- **WHAT YOU WILL DO**
1. In the forum thread on moving a vector into a deque, what reason does the first answer give for using the resize method?
2. Print the part of the forum thread on moving a vector into a deque from "Keep in mind" up to and including "vector to the end of deq .".

----- TEXT BLOCK

将std :: vector移动到C ++ 11中的std :: deque

Question

If I have std::deque and std::vector and want to combine them to std::deque , I can do it the following way:

typedef int T; // type int will serve just for illustration
std::deque< T > deq(100); // just some random size here
std::vector< T > vec(50);
// ... doing some filling ...
// now moving vector to the end of queue:
deq.insert( 
    deq.end(), 
    std::make_move_iterator( vec.begin() ),
    std::make_move_iterator( vec.end() )
);
std::cout << deq.size() << std::endl;

We know the size of the vector but we can't reserve memory at the end of std::deque before using std::deque.insert(...) . So is it the fastest way to move all elements of std::vector to the end of std::deque ? Or did I miss something?

Thank you.

Answer 1

I would use resize method as follows, because than is deque reallocated only once:

size_t oldSize = deq.size();
deq.resize(deq.size() + vec.size());
copy(vec.begin(), vec.end(), deq.begin() + oldSize);

Answer 2

try this:

using T = int; // type int will serve just for illustration

std::deque< T > deq(100); // just some random size
std::vector< T > vec(50);
// ... doing some filling ...
// now moving vector to the end of queue:
std::move( 
    begin(vec),
    end(vec),
    back_inserter(deq)
);
std::cout << deq.size() << std::endl;

Keep in mind that this still copies the vector to the end of the deq . It just applies std::move on each element of vec to the end of deq . As long as T is just an int this is not much different than copying the vector to the end of deq .

----------
----- DATA

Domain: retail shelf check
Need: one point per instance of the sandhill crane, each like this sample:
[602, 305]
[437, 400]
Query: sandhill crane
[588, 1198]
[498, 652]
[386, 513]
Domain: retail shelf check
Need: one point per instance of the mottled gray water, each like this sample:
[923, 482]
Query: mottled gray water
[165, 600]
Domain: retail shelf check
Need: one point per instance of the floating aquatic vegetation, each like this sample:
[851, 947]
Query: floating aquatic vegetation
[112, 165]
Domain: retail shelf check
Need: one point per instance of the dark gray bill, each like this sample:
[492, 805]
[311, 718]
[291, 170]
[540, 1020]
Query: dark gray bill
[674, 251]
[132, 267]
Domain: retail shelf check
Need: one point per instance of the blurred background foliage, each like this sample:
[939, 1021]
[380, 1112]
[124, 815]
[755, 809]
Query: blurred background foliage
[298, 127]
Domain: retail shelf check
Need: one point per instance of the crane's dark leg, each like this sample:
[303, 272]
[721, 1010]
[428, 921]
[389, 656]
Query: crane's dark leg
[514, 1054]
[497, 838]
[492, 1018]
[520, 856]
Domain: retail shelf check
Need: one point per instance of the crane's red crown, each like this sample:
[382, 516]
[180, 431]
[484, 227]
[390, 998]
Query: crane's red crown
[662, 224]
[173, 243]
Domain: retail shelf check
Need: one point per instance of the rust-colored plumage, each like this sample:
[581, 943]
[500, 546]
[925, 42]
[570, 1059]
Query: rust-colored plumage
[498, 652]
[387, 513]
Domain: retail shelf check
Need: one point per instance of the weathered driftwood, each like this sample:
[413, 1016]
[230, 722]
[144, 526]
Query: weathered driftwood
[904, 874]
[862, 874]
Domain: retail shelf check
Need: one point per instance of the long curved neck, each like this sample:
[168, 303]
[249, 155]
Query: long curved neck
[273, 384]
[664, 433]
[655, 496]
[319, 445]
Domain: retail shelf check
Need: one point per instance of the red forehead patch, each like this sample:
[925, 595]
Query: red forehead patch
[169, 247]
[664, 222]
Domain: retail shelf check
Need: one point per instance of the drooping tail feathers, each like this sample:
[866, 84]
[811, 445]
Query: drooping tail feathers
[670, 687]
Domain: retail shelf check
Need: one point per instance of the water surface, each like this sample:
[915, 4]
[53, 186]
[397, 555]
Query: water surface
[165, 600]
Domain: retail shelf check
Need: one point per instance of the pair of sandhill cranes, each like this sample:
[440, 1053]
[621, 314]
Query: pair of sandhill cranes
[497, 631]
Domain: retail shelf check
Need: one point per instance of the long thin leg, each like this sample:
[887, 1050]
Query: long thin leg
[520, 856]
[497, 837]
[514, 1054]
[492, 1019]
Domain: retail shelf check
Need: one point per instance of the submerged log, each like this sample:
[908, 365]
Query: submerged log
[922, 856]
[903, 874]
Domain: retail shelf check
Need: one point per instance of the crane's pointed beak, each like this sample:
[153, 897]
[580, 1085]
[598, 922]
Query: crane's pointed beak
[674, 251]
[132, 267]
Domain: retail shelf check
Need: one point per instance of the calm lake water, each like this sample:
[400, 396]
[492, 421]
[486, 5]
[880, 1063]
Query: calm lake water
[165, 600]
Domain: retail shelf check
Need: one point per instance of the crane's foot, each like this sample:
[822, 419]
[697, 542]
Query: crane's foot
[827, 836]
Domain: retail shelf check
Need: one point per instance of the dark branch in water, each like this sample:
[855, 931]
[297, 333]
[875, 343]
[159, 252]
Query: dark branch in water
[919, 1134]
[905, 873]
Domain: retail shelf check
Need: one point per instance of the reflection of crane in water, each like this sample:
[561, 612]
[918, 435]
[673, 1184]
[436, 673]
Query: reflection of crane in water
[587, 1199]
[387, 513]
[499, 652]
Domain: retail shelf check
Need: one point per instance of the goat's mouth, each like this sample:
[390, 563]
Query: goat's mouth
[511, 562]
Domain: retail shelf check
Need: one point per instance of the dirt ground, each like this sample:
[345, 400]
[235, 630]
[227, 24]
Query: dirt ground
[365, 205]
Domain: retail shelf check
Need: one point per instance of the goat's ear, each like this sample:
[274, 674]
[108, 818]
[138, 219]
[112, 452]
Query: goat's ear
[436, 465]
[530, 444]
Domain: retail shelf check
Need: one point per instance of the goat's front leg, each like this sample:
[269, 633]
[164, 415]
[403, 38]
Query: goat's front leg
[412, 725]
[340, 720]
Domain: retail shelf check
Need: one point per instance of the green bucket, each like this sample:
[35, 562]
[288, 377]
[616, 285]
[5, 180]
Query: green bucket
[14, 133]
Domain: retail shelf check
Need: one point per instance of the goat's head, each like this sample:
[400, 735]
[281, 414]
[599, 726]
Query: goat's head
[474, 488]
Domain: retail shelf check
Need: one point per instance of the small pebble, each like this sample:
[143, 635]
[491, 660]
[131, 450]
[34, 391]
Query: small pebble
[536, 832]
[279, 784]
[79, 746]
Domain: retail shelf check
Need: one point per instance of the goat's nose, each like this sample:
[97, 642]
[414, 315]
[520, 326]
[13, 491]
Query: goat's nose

----------

- **IN RESPONSE**
1. With resize, the deque is reallocated only once.

2.
Keep in mind that this still copies the vector to the end of the deq . It just applies std::move on each element of vec to the end of deq . As long as T is just an int this is not much different than copying the vector to the end of deq .